Items from a data source:
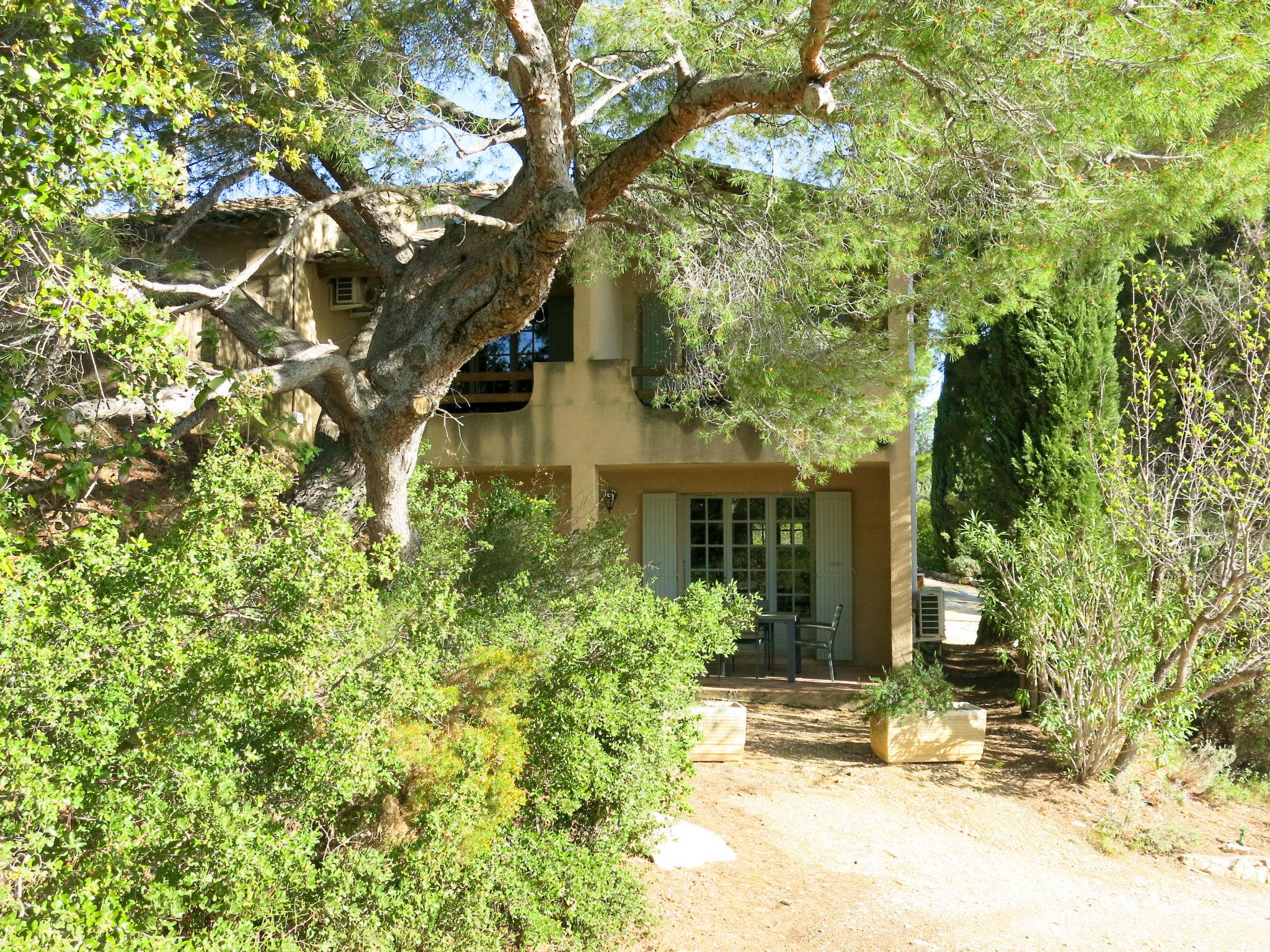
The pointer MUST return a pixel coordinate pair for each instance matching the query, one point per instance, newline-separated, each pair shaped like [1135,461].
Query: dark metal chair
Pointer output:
[762,638]
[817,641]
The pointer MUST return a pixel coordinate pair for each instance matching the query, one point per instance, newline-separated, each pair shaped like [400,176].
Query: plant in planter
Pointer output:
[915,718]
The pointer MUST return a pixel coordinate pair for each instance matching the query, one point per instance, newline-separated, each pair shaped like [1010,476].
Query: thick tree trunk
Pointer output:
[335,470]
[389,465]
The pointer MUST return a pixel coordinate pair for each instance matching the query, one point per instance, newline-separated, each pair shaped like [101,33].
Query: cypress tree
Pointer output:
[1014,412]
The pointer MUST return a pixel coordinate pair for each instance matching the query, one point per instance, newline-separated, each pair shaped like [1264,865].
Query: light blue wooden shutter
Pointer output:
[832,535]
[660,549]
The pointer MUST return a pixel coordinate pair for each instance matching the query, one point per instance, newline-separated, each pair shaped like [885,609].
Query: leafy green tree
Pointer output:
[970,144]
[1015,408]
[74,82]
[241,729]
[1133,612]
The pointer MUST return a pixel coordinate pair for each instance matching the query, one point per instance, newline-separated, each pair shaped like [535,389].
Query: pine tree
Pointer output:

→ **EXERCISE INSTRUCTIONS**
The answer is the line with "Query: leafy green tree" plus every line after it, printed exactly as they appear above.

→ **RESULT OF THE TASK**
Query: leafy green tree
Pointer output:
[970,144]
[1015,408]
[74,82]
[241,729]
[1133,612]
The pointer MUST return a pixel coordinate pair for each instance matching the query, one point per instance, newline-separated, each pair shaped like [535,389].
Query: pine tree
Pointer output:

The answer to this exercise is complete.